- **Task goal**: Among the lines of the records below, count those with the word "water". Reply with that number alone.

- **Given entries**:
——————————
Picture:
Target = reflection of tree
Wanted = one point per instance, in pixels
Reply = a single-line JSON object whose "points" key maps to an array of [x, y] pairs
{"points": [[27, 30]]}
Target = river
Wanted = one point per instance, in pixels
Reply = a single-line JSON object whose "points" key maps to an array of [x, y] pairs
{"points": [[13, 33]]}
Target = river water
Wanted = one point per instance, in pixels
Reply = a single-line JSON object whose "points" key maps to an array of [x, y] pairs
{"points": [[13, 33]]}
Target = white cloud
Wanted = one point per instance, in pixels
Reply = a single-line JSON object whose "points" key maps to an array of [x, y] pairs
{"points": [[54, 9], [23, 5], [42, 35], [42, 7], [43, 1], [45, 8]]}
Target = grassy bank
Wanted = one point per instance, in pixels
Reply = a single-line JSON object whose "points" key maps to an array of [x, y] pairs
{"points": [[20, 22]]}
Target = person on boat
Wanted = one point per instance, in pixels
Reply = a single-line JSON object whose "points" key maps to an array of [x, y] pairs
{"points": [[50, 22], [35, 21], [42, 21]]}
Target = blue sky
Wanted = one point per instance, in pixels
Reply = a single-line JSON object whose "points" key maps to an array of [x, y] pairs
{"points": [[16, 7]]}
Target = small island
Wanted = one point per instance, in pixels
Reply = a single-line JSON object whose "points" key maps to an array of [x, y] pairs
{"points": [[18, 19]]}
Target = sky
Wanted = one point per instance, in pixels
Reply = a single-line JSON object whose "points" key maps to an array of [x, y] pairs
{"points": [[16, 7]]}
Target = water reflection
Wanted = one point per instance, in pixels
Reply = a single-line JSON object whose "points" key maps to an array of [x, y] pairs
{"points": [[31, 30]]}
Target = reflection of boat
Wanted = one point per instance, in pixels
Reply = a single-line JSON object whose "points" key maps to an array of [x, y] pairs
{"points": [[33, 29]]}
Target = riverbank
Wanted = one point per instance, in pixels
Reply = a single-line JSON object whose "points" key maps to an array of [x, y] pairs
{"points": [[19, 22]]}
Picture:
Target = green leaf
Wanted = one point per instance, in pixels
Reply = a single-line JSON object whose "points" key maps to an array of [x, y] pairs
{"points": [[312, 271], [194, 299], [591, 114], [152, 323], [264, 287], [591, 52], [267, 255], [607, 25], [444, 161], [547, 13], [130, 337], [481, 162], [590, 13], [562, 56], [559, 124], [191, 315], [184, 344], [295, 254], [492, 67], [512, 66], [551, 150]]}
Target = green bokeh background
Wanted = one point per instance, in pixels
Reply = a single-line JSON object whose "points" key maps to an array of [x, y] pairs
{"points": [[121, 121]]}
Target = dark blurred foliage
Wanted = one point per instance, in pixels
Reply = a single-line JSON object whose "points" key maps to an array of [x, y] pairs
——————————
- **Answer space**: 2